■ **What the task requires**: Select every line below that contains the word "building", treating uppercase and lowercase as different, and copy each one.

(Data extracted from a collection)
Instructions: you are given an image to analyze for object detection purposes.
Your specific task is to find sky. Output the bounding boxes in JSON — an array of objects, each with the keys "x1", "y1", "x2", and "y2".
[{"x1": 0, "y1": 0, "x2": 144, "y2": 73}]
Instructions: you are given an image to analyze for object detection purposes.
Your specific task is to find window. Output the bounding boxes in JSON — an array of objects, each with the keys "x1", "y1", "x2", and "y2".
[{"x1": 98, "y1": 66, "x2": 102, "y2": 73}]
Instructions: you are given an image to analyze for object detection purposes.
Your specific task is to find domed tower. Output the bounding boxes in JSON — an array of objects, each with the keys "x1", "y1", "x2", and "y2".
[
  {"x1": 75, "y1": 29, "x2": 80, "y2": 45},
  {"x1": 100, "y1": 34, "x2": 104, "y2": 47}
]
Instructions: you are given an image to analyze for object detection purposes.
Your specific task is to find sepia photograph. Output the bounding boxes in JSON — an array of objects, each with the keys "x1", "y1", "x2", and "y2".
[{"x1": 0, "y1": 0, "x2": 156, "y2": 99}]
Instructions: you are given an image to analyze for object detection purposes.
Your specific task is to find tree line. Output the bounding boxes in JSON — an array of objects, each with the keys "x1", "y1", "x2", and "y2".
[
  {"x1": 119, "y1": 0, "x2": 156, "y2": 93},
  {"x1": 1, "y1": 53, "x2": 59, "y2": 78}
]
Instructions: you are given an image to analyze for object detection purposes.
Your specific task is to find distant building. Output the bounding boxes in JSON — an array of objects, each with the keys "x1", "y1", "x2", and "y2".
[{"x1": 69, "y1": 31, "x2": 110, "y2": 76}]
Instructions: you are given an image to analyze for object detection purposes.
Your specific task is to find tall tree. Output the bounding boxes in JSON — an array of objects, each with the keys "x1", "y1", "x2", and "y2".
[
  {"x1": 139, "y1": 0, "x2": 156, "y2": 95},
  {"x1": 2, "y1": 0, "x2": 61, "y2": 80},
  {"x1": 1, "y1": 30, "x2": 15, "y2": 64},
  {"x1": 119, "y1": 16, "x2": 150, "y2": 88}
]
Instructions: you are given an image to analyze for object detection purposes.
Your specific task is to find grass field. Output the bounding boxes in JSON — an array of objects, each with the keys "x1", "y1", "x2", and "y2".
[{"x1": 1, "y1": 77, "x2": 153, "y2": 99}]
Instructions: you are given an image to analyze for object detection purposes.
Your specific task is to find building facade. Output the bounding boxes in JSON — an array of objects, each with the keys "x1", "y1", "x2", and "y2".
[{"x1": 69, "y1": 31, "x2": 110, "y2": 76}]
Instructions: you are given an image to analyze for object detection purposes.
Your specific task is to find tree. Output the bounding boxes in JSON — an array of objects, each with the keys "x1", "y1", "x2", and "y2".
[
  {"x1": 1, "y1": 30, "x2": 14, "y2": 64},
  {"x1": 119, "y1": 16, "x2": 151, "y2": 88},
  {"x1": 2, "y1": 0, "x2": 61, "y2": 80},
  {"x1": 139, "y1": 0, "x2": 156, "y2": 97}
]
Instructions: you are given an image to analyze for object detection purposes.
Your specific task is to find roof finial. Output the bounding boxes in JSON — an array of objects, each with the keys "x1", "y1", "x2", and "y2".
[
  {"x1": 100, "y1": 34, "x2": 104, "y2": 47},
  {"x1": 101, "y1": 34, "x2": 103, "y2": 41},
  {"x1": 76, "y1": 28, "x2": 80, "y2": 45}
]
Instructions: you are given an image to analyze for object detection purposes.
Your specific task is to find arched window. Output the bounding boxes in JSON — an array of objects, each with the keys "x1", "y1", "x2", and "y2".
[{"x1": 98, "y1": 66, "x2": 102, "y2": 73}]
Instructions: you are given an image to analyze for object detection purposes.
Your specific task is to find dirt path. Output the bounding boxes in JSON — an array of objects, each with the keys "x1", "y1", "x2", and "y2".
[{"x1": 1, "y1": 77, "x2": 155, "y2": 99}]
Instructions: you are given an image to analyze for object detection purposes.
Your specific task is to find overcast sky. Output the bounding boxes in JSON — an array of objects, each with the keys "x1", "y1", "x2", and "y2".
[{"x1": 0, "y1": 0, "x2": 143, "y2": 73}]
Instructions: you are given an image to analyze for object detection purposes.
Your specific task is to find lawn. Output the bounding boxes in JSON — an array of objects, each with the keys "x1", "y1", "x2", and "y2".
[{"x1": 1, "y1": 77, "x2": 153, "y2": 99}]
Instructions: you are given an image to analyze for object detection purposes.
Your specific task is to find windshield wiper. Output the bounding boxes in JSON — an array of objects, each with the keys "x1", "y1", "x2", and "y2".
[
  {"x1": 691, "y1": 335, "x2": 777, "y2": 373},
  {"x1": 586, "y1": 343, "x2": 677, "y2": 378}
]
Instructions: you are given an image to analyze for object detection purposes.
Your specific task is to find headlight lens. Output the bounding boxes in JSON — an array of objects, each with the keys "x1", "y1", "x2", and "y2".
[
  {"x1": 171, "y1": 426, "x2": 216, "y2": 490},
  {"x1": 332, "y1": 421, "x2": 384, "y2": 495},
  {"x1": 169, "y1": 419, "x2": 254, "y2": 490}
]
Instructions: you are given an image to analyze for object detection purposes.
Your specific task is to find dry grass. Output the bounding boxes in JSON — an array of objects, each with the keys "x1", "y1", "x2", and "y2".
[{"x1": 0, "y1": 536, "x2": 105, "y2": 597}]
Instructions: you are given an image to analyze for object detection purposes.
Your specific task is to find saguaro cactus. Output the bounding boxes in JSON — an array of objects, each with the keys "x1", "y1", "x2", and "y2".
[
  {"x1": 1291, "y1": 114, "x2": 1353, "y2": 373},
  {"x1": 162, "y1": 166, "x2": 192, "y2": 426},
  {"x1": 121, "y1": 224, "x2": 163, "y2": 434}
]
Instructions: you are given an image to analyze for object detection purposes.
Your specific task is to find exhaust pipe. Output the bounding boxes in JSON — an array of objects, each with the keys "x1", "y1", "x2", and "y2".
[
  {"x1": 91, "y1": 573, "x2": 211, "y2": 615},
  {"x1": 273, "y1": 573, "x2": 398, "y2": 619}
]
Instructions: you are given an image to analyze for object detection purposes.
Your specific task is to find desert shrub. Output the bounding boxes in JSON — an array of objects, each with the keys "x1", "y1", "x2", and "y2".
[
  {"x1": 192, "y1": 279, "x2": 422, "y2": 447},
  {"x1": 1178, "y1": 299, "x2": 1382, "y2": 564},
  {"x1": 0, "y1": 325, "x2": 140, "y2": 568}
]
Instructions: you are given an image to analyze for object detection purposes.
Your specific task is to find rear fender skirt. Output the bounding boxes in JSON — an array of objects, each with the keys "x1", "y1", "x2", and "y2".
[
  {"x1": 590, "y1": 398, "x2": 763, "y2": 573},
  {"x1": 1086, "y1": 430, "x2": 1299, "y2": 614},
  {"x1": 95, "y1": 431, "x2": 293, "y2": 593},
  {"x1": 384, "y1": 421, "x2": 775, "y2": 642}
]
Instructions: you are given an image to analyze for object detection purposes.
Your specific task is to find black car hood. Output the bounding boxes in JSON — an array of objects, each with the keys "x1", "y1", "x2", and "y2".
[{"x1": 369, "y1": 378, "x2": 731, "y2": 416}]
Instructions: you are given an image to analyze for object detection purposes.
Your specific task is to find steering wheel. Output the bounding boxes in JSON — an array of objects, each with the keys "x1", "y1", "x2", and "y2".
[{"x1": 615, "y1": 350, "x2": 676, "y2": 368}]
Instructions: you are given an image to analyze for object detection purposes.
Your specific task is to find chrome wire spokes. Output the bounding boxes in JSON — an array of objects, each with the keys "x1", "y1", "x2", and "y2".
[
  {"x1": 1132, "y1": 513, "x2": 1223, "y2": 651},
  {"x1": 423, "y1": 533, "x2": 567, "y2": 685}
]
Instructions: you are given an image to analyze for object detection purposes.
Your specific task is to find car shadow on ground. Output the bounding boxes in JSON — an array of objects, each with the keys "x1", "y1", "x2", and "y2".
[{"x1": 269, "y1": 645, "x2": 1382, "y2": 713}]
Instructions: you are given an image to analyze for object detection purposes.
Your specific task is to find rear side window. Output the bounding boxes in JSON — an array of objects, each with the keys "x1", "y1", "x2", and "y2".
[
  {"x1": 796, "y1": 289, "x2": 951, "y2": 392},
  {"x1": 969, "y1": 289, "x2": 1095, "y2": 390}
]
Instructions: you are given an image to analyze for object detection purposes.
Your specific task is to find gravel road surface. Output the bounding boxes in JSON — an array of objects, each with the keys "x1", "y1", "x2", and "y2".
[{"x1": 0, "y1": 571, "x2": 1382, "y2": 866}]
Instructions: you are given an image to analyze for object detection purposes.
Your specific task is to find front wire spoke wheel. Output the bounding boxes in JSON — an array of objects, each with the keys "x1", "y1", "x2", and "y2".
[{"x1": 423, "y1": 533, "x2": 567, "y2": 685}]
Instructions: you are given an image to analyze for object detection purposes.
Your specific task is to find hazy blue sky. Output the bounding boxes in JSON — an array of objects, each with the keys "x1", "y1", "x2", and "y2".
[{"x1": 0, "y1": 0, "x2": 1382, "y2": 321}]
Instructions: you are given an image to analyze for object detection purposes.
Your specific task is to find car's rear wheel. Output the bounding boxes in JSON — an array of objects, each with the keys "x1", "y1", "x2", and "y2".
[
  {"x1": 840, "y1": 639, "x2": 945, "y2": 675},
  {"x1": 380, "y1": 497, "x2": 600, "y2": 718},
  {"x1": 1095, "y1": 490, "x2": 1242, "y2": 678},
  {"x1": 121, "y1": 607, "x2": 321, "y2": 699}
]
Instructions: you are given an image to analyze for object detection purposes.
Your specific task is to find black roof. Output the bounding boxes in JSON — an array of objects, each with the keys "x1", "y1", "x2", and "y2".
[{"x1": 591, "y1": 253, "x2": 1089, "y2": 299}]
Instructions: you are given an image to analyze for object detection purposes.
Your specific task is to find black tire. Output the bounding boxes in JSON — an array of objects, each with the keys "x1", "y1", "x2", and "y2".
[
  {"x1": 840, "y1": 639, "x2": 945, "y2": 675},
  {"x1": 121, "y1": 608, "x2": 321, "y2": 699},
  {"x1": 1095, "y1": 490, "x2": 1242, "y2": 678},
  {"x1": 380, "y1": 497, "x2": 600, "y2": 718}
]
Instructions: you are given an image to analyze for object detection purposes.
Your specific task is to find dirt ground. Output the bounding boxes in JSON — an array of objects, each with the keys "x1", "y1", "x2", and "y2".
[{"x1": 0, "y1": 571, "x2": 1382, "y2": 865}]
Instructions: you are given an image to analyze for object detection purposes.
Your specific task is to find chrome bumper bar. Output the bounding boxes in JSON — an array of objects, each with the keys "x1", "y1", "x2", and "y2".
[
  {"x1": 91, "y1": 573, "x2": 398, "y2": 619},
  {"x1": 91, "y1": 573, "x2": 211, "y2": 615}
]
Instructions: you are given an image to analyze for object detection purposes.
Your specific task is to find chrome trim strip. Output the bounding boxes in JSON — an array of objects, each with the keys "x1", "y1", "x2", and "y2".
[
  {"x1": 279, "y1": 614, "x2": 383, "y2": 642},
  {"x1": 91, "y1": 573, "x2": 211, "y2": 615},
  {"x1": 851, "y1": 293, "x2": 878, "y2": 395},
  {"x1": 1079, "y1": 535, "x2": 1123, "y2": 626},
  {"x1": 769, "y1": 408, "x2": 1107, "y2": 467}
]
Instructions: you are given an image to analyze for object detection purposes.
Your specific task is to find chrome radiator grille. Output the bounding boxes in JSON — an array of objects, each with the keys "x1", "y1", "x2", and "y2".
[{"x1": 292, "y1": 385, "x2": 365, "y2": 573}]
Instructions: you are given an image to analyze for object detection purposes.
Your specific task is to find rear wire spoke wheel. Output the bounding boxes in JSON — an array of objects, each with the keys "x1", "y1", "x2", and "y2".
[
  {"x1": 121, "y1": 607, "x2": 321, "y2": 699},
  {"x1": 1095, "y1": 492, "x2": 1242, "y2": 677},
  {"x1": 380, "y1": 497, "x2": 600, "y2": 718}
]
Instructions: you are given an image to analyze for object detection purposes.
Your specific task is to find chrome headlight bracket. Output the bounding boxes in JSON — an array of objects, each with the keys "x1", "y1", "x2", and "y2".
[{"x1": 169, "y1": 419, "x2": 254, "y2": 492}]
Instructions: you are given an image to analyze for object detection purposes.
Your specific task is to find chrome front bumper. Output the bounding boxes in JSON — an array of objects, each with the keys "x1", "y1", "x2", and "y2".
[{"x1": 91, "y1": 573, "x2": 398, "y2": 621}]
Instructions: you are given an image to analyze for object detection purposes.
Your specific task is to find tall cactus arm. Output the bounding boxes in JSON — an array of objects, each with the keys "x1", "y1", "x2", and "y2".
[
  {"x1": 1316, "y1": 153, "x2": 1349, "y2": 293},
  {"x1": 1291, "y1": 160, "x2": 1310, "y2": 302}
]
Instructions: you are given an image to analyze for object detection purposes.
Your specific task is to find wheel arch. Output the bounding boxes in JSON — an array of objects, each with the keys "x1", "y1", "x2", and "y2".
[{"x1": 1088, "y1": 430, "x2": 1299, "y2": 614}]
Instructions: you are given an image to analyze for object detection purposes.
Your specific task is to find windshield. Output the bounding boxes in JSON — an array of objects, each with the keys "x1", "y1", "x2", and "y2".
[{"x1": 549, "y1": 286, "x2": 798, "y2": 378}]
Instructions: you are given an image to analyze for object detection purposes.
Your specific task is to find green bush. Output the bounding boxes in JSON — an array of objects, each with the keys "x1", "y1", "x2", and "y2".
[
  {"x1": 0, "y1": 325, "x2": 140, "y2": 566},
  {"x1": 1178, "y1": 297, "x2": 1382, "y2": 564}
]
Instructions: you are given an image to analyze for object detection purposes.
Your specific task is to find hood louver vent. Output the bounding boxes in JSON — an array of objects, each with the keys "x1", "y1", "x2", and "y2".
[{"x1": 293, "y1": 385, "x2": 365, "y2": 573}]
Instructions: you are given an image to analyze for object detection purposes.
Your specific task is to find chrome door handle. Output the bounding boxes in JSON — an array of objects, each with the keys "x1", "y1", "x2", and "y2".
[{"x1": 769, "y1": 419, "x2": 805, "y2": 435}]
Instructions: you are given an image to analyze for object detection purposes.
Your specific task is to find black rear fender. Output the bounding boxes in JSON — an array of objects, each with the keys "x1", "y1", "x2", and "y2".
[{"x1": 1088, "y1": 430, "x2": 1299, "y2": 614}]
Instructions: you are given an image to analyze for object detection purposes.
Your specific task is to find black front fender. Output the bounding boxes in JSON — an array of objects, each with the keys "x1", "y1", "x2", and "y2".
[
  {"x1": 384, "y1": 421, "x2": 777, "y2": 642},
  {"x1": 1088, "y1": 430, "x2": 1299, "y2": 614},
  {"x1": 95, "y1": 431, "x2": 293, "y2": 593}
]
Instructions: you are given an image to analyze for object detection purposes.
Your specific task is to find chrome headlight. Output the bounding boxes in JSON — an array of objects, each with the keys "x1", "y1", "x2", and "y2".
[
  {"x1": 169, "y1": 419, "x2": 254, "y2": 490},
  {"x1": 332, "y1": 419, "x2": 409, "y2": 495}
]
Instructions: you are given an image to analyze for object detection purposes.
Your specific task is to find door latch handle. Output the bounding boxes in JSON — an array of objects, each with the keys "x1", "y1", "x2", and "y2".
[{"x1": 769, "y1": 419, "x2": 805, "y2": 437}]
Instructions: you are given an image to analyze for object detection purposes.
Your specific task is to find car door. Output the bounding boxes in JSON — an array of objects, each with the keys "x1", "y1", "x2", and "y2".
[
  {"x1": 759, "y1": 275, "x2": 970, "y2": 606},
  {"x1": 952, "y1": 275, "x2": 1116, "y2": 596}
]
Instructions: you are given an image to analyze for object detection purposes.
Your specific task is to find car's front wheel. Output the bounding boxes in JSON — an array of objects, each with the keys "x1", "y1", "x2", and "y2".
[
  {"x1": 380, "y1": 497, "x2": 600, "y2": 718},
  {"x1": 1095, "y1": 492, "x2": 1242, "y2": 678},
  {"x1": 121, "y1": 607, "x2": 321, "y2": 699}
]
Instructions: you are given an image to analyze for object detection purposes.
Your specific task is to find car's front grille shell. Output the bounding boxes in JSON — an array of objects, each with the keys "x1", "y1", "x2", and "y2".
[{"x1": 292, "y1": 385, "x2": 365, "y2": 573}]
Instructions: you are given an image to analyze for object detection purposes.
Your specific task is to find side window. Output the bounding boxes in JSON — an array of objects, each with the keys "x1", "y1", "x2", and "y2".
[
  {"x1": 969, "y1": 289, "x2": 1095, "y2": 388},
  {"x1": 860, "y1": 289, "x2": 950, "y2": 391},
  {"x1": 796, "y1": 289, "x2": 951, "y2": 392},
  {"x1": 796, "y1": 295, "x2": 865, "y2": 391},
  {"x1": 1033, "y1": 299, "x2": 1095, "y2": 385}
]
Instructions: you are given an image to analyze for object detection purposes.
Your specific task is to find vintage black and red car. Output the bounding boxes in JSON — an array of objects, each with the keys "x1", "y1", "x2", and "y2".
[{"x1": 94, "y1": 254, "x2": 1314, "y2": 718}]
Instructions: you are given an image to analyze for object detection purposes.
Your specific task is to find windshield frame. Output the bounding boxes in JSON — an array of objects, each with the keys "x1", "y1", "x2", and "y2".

■ **Finished exercise**:
Your specific task is to find distant building. Output the bounding boxes in JSON — an array of objects, each with the keys "x1", "y1", "x2", and "y2".
Your specific task is to find building facade. Output the bounding boxes in JSON — an array of objects, each with the keys "x1", "y1", "x2", and "y2".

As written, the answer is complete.